### TAREFA
Dê continuidade ao texto sobre o caso Litvinenko, começando logo após a última frase apresentada.

### TEXTO SELECIONADO
--------

Litvinenko desertou para a Grã-Bretanha em 2000, depois de expulso da FSB russa por má conduta. Tornou-se cidadão britânico e trabalhou para o MI6, o serviço de inteligência da rainha. Tudo sugere que Litvinenko fosse oportunista com alguns talentos, com os quais ganhou dinheiro fácil como jornalista anti-Putin, dinheiro com o qual pôde comprar casa luxuosa em Londres.
Era agente valioso para os britânicos, porque qualquer sandice que ele ‘declarasse’ em público sempre podia ser ‘recolhida’ pelos veículos da mídia-empresa e usada na campanha para desconstruir Putin e qualquer outro governante russo, sempre acusados, por Litvinenko, de corrupção. Apresentado incansavelmente como ex-espião do Kremlin, tinha considerável valor como agente de propaganda.
Até que, quando Litvinenko morreu, os britânicos deram-se conta de que muito mais ele valeria, morto.
Com tantos e tão abundantes ‘rastros’ de polônio radiativo, não seria perfeitamente razoável – pergunto eu – supor que os britânicos mataram o “ex-espião russo”? Mataram, sabe-se lá por que motivo, usando polônio radiativo que os ingleses facilmente obteriam de seus fornecedores e cujos ‘rastros’ radiativos eles não teriam nenhum interesse em ocultar. Pode não ter acontecido assim, mas essa hipótese faria pleno sentido e, sim, teria de ser investigada.

--------

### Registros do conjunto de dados
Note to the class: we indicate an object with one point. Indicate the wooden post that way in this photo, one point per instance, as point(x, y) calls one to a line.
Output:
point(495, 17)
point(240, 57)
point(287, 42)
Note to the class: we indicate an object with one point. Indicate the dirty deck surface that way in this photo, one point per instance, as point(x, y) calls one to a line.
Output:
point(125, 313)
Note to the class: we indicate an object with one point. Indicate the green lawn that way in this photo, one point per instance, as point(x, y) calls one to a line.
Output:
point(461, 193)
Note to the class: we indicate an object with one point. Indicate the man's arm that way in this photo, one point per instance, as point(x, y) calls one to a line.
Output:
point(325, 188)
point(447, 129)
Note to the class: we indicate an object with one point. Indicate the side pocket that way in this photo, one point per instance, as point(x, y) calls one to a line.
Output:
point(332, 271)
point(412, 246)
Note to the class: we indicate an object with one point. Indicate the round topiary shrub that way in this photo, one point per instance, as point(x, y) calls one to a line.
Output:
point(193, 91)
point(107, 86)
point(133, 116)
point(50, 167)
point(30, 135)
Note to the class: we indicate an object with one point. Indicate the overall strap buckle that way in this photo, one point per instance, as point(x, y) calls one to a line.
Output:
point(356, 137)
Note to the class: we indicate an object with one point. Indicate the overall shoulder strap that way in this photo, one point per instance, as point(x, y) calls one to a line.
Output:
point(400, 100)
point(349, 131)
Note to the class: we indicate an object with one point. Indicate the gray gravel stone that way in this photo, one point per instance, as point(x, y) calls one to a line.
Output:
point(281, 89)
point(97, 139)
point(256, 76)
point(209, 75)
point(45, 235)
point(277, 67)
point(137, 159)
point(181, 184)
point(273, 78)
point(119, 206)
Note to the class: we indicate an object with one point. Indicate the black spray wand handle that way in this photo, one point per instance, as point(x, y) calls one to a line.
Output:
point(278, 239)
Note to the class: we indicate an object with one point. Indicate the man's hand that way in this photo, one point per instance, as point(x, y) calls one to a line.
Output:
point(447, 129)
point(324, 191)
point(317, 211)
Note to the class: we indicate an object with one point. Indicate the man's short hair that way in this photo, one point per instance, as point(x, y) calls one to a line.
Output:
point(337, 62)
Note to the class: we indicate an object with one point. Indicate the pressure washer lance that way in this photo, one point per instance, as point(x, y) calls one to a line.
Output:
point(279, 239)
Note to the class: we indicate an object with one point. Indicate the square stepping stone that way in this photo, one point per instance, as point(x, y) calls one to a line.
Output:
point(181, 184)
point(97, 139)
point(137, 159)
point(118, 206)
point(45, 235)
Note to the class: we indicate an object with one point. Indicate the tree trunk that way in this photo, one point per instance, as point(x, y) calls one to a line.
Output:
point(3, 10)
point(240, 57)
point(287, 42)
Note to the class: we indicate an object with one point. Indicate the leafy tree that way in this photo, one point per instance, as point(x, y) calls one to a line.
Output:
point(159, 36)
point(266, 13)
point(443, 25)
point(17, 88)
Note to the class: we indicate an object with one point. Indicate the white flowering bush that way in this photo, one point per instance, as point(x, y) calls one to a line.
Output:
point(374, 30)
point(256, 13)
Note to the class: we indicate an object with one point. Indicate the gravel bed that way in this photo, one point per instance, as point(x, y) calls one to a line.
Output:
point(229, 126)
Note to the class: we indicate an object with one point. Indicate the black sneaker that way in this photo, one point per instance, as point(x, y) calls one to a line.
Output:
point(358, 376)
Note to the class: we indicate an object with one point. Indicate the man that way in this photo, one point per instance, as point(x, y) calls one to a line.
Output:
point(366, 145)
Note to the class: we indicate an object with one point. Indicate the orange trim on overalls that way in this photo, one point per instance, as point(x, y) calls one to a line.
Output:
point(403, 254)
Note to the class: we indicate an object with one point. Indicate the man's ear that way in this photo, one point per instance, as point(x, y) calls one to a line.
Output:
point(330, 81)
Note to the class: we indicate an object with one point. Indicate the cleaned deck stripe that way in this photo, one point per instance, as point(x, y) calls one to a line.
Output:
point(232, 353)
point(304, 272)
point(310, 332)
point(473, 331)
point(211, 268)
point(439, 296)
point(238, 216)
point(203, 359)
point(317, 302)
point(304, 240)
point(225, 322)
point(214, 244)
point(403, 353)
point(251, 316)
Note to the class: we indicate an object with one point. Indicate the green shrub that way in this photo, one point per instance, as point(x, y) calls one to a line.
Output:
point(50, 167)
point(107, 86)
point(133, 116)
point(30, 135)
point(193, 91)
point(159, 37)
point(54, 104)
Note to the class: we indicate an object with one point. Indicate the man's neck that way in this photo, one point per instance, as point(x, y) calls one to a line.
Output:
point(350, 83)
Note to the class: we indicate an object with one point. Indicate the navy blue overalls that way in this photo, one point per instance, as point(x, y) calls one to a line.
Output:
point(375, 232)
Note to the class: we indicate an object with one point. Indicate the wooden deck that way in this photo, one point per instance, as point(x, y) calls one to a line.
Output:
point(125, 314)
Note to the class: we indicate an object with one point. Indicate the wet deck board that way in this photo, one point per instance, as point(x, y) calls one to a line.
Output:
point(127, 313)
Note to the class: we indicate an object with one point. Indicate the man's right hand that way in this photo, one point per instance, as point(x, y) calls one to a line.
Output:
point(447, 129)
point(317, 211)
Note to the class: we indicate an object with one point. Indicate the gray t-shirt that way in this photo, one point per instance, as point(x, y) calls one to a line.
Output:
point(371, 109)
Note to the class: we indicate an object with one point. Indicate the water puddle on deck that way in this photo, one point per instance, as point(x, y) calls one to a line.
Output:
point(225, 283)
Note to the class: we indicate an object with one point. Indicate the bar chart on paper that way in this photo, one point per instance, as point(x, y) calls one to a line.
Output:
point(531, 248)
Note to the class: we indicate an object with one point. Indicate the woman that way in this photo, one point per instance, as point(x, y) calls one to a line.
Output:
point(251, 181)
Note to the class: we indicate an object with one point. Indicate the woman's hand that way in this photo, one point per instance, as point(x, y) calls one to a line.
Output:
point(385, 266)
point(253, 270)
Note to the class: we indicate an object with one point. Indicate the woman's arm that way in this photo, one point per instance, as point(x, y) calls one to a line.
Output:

--------

### RESPOSTA DO EXERCÍCIO
Morto o homem, e dado o passado pessoal de Litvinenko dentro dos quadros da inteligência russa, e a expulsão do FSB, não seria difícil construir o cenário e a narrativa pela qual ele declararia (em segredo), no leito de morte, que Putin seria mandante do envenenamento. E assim, imediatamente, se safariam quaisquer assassinos reais.
A construção do cenário e dos personagens do assassinato de Litvinenko, supostamente por agentes russos a mando do Kremlin, foi como um investimento para os britânicos. Os dividendos de propaganda mais do que compensaram custos e riscos, e não param de mostrar serventia, desde 2006, sempre que é preciso re-re-demonizar Vladimir Putin.
timing dos dividendos recolhidos mais recentemente – acusar Putin de ter ordenado um assassinato –, é, na verdade, um indício a mais a lançar suspeitas sobre as conclusões do “inquérito público” britânico.
‘Porque’ Putin seria assassino serial, a mídia-empresa pôs-se a ‘exigir’ que se imponham novas sanções ao governo russo e que se iniciem processos de extradição.
É quando, então, funcionários do governo britânico são citados nos ‘noticiários’, ‘declarando’ que o momento seria “extremamente sensível”, para tomar as tais medidas ditas urgentes contra o ‘assassino’, por causa das conversações de paz para a Síria, que devem começar em Genebra, semana que vem.
“Temos outros peixes para fritar com os russos” – disse um funcionário britânico, para ‘explicar’ por que as autoridades britânicas estão ‘impedidas’ de tomar, contra Moscou, as ‘medidas drásticas’ que o ‘caso Litvinenko’ exige(ria).
“Outros peixes para fritar” é referência velada ao desejo de extrair concessões dos russos, porque, em matéria de Síria, os britânicos ‘desejam’ o que os EUA os mandem desejar, quer dizer, só pensam em ‘mudança de regime’/golpe que derrube o presidente Assad.
O ‘caso’ tem todas as marcas de ‘operação psicológica’ britânica à moda dos filmes da Guerra Fria. Acuse, calunie, acuse, calunie, acuse e acuse – com a mídia-empresa a ‘repercutir’ calúnias e acusações sem provas, para assim minar a autoridade moral do adversário, quando se tratar de tentar extrair dele quaisquer ‘concessões’.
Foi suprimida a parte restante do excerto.